[TO DO]:
How many lines in the records below contain the word "find"? Reply with the number alone.
--- START DATA LISTING ---
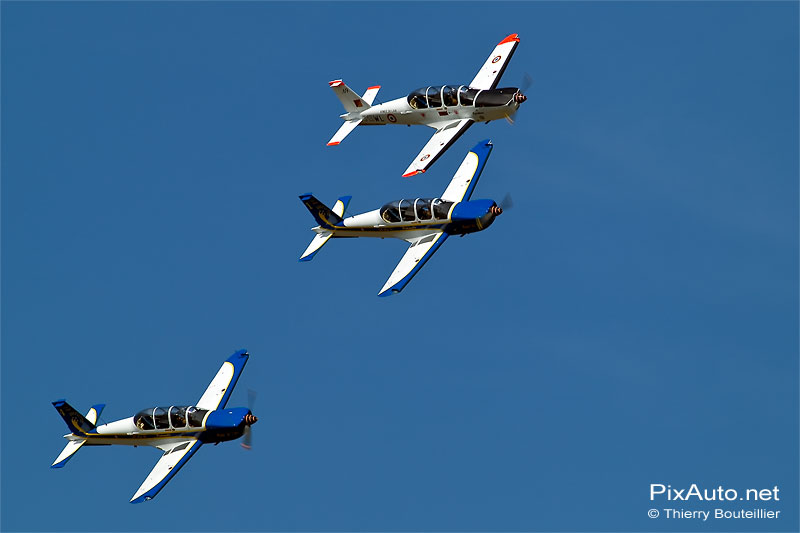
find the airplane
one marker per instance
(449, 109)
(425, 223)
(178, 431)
--- END DATA LISTING ---
--- START DATA LISTING ---
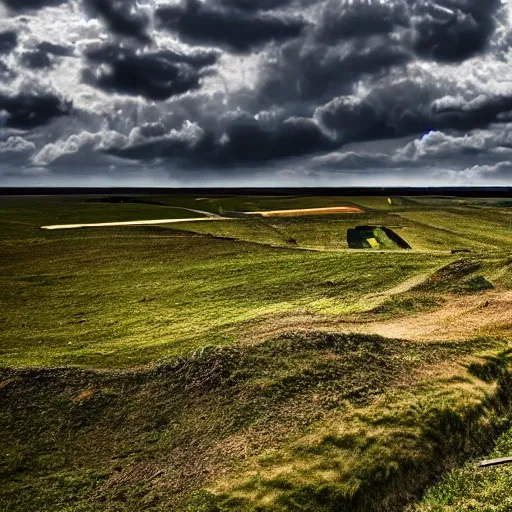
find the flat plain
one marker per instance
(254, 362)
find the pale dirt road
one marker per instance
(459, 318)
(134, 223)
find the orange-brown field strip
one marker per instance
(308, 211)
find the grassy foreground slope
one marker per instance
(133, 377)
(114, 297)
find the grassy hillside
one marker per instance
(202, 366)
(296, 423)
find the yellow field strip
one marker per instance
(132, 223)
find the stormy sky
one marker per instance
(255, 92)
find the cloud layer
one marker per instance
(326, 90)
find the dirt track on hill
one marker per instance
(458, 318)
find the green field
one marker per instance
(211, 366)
--- END DATA LISTING ---
[SOLUTION]:
11